» WHAT TO WORK ON:
(a) Answer these questions about the passage on birefringence mappings, one line each:
(i) Over what range did the electro-optic rotations of light polarization vary in Fig. 3e?
(ii) In Fig. 4, what do the light regions correspond to?
(iii) Which points on the hysteresis loops mark the largest positive and negative applied fields?
(b) According to the passage on birefringence mappings, why were the electro-optic and piezo-optic responses in Fig. 3e,i judged to be far from uniform?

A visual inspection of Fig. 3e,i revealed that the distribution of electro-optic and piezo-optic responses was far from the ideal uniformity and they rather exhibited significant variations all over the region under consideration. Indeed, these mappings disclosed peak-to-valley modulations of about 20% around the average values. For instance, the electro-optic birefringence induced rotations of light polarization that changed over the analyzed region in a range between approximately 0.5 mrad and 0.83 mrad (Fig. 3e), while the values of the piezo-optic signal were comprised within an interval extending from around 0.76 mrad to 1.03 mrad (Fig. 3i). An extreme example of the effect of these fluctuations is perceptible upon examination of the electro-optic hysteresis loop measured at the position signaled by the rectangular white boxes in Fig. 3. For this specific region, the local and averaged electro-optic loops were strikingly dissimilar –compare Fig. 3g,h–, further bearing out the conspicuous non-uniform distribution of ferroelectric properties.

The inhomogeneous spatial distributions of the electro-optic and piezo-optic birefringence were also charted for different values of the electric field. This is shown in Fig. 4: light regions correspond to the zones where the measured birefringence was above the average value, whereas dark areas are related to values below the average. Again, the overall picture displayed in Fig. 4 is that the nearly saturated electro-optic and piezo-optic terms to the birefringence exhibit significant modulations –by around 20% – over the scale of the micrometer. Figure S2 of the Supplementary Information provides a graphical representation of the typical distribution of the electro-optic recordings over the scanned areas.

Figure 4
figure 4

The spatial distribution of the electro-optic and the piezo-optic responses are displayed at different values of the electric field.

The figures show the mappings corresponding to the largest positive and negative applied fields, designated as points I and III on the hysteresis loops, respectively. Mappings are also shown for intermediate fields, close to the coercive field designated as II on the hysteresis loops. Vertical grayscale bars next to each mapping indicate the rotation (in mrad) with values above (light) and below (dark) the average. The resulting images emphasize the inhomogeneous distribution of the electro-optic and piezo-optic responses.

» RECORDED DATA:
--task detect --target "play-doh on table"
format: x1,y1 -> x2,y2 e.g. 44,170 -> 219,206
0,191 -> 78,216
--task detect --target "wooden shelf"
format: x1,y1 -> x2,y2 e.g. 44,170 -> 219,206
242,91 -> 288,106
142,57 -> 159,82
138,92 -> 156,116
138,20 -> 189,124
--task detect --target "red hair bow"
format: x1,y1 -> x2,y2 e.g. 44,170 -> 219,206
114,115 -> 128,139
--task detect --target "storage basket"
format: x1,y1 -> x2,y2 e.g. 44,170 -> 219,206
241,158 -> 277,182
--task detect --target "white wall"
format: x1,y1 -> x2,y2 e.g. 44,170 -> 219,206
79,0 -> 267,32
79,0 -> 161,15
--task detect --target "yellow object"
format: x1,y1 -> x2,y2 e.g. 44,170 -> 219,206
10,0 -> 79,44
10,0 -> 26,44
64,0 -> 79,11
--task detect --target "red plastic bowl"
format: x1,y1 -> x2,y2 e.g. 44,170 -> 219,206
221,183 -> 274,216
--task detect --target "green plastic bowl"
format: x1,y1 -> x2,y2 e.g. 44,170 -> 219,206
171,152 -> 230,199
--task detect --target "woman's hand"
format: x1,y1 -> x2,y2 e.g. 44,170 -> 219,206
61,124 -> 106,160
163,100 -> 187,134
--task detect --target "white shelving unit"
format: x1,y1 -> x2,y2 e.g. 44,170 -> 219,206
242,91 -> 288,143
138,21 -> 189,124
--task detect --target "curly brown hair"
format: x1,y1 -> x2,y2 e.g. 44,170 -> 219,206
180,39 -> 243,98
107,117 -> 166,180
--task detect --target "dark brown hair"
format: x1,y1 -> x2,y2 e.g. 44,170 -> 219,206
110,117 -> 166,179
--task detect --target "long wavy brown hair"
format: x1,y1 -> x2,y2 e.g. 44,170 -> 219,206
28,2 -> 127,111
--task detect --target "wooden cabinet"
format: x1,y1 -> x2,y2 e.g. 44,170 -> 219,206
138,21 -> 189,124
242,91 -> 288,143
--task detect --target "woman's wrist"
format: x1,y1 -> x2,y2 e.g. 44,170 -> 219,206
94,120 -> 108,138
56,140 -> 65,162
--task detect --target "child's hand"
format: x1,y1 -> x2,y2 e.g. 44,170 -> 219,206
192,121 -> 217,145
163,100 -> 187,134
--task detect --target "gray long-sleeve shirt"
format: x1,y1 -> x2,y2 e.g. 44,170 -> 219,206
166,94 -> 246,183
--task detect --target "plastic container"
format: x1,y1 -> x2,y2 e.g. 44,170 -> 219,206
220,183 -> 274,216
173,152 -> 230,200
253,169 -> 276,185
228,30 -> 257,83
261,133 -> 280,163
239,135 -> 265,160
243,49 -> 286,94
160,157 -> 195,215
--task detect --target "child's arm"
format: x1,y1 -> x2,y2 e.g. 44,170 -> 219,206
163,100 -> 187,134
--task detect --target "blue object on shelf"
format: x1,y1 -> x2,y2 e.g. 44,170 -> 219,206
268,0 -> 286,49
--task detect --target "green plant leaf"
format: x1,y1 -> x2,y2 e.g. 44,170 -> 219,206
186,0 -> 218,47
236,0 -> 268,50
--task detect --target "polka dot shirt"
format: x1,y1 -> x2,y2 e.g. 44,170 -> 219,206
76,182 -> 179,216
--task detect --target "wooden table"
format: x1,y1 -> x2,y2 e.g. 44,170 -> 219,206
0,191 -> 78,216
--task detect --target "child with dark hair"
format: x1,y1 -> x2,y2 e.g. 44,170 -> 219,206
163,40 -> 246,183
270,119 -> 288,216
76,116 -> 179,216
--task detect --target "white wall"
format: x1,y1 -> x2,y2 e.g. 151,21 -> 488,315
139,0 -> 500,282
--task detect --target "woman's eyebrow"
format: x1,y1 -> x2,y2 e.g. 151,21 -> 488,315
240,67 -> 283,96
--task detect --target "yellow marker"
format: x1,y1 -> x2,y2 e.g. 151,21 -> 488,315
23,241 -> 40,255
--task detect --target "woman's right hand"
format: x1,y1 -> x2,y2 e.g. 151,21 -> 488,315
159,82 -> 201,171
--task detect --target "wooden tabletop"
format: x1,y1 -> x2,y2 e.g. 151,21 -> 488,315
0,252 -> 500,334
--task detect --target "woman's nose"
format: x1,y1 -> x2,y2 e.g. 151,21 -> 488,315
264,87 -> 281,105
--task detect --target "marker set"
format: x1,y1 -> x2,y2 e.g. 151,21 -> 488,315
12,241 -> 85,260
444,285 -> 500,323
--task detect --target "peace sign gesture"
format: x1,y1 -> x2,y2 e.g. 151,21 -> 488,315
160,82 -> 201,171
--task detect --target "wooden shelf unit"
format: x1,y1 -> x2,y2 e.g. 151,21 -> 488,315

» PER-TASK ANSWERS:
(a)
(i) From approximately 0.5 mrad to 0.83 mrad.
(ii) Zones where the measured birefringence was above the average value.
(iii) Point I for the largest positive field and point III for the largest negative field.

(b) The mappings showed peak-to-valley modulations of about 20% around the average values. Electro-optic rotations ranged from about 0.5 to 0.83 mrad, and piezo-optic values ranged from about 0.76 to 1.03 mrad.